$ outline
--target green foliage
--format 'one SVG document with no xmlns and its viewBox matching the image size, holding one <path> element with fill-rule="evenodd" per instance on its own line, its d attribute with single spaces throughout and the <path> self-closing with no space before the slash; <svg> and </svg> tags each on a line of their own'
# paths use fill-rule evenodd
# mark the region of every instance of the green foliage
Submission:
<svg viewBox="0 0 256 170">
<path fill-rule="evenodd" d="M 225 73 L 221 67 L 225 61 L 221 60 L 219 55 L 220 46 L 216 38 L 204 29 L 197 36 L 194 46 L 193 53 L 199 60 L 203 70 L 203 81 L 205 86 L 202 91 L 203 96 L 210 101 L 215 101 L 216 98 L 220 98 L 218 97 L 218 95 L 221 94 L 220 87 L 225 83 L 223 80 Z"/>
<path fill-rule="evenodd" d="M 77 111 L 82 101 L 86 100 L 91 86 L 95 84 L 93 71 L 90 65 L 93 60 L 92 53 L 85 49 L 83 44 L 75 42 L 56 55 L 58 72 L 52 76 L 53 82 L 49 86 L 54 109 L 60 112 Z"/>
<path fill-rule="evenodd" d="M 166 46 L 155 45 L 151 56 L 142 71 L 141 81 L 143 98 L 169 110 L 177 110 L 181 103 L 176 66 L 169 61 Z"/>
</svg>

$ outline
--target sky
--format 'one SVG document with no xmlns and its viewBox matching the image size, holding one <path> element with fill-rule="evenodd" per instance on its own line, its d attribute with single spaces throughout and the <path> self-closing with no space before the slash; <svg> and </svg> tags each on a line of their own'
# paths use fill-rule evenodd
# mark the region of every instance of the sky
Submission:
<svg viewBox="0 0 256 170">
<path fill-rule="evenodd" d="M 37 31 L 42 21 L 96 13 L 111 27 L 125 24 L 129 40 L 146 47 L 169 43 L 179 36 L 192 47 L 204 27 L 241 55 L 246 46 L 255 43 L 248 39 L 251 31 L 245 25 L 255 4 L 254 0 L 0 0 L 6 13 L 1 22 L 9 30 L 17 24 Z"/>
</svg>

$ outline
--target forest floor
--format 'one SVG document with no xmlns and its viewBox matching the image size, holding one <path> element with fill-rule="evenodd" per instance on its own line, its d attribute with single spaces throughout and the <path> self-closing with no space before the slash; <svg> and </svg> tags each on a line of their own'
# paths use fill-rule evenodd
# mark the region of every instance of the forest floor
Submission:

────────────────────────────────────────

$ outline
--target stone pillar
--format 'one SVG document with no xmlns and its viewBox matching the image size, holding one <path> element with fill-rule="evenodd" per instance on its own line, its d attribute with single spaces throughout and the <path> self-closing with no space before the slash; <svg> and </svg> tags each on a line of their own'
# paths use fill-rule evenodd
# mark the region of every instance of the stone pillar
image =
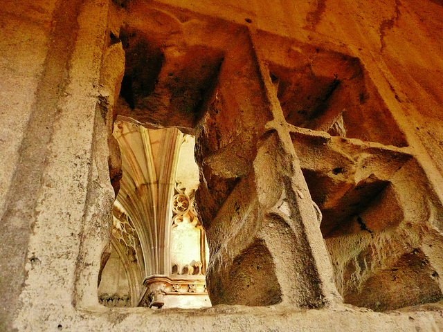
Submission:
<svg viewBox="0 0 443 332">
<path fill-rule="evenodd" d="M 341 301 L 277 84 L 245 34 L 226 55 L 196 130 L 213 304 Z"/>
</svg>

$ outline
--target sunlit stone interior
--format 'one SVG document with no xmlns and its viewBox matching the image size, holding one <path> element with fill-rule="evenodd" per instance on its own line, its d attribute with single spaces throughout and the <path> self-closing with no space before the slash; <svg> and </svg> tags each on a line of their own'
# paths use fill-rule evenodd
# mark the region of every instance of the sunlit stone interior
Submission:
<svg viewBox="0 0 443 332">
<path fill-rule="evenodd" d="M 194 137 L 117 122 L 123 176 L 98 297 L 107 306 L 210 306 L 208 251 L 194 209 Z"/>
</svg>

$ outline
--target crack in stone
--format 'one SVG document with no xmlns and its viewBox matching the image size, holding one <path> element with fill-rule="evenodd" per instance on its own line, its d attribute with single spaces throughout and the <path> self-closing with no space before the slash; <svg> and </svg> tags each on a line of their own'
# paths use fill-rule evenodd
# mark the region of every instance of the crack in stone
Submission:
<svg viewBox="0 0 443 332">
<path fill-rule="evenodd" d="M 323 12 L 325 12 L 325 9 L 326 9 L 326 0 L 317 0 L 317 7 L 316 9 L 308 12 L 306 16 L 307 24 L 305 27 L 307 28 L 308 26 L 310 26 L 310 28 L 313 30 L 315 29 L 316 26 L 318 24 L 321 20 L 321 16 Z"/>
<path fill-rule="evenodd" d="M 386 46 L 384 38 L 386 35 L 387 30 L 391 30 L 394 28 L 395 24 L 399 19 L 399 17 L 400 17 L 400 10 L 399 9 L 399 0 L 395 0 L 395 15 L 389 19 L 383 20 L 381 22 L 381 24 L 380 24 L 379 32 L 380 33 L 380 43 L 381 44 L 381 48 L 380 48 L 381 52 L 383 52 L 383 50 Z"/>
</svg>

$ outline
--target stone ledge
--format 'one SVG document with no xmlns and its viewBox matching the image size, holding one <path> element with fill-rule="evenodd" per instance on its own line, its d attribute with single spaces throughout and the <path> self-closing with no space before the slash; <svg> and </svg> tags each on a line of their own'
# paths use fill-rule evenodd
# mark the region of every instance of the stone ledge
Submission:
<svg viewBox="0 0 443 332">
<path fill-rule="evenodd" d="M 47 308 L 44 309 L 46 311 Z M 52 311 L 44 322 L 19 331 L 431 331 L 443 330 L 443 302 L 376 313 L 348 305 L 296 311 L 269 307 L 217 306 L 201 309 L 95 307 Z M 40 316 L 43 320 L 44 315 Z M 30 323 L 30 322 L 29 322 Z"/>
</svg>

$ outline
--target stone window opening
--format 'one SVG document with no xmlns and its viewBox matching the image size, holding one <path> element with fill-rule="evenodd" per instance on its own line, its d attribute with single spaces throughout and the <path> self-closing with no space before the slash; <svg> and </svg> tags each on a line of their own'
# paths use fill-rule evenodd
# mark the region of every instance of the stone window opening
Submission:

────────────────────────────────────────

Instructions for the task: Count the lines in the records above that contain the string "floor", treating uppercase and lowercase letters as distinct. Respond with only the number.

Right answer: 2